- **EXERCISE DIRECTIONS**
Reproduce every line of the material below without changing anything.

[Location labeling records]
-- Start --

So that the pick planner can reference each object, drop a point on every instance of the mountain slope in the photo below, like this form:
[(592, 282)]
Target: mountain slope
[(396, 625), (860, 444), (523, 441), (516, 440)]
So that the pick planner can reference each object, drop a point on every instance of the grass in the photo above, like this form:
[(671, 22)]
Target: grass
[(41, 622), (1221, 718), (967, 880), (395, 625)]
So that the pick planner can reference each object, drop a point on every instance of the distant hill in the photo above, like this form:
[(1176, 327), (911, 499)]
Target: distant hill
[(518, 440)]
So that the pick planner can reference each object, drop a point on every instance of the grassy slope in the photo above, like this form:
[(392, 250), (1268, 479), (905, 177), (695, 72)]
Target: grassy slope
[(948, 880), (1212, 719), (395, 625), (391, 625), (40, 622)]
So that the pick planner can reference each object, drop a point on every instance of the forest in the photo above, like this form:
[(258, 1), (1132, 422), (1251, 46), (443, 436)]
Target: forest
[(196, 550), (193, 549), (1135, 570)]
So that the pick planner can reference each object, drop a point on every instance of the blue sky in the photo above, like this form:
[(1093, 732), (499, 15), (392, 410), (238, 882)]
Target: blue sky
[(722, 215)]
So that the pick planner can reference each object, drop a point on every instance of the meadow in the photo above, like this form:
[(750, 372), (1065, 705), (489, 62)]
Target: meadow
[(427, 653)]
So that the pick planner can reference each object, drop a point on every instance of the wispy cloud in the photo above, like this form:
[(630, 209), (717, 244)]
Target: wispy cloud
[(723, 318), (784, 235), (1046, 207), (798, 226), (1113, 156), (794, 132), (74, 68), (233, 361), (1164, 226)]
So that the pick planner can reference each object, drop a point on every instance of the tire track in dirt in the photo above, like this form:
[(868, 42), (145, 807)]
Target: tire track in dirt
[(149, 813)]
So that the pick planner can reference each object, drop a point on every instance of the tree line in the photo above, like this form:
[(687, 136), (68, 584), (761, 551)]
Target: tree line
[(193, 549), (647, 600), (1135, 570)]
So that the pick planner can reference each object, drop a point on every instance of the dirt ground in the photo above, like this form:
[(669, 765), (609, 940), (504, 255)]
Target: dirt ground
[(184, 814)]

-- End --

- **CORRECT ANSWER**
So that the pick planner can reference each object, drop a point on every instance of the mountain slope in the photo below, like this form:
[(592, 282)]
Target: mountain slope
[(396, 625), (860, 444), (523, 441), (516, 440)]
So that the pick planner can reference each object, drop a point on every instance of the grass in the photo above, like this form:
[(671, 22)]
Target: grass
[(41, 622), (1221, 718), (967, 880), (395, 625)]
So that the pick planner can reference each object, drop a point on every instance of the distant hill in the photo above, like this form:
[(1176, 327), (911, 499)]
Target: distant hill
[(518, 440)]
So that the pick planner can reference each object, drop a point on every instance of the grassy slope in the photo above, like this form:
[(392, 250), (1268, 479), (905, 177), (695, 72)]
Target: grassy slope
[(948, 880), (1212, 719), (395, 625), (391, 625), (40, 622)]
So that the pick planner can reference each object, drop a point on every instance of the forest in the photo above, like this form:
[(258, 1), (1132, 422), (1251, 46), (443, 436)]
Target: forest
[(196, 550), (193, 549), (1135, 570)]
So that the pick planner can reference each object, drop a point on every instance of the blue sky in the photo above, like this form:
[(1093, 732), (499, 15), (392, 410), (238, 882)]
Target: blue sky
[(722, 215)]
So that the pick planner can reference each object, drop a point on every instance of the meadow in the photo above, like this form:
[(750, 372), (1065, 705), (489, 62)]
Target: meadow
[(427, 653)]
So that the pick planner can reference each object, drop a point on every instance of the wispy cloud in the photo above, like this form:
[(630, 209), (717, 244)]
Target: wispy cloud
[(723, 318), (784, 235), (1046, 207), (798, 226), (1113, 156), (794, 132), (74, 68), (233, 361), (1164, 226)]
So that the pick planner can reference each object, drop a point on every instance of the tire track in dirt in the photo above, like this form:
[(868, 42), (145, 807)]
Target: tire track in dirt
[(149, 813)]
So that the pick planner can reference each object, drop a point on every instance of the tree line in the photo above, like this form:
[(687, 136), (68, 584), (761, 551)]
Target: tree line
[(193, 549), (647, 600), (1135, 570)]
So that the pick planner can reference each object, drop a point on every instance of the dirt ground in the photo above, like this form:
[(669, 765), (609, 940), (504, 255)]
Target: dirt ground
[(184, 814)]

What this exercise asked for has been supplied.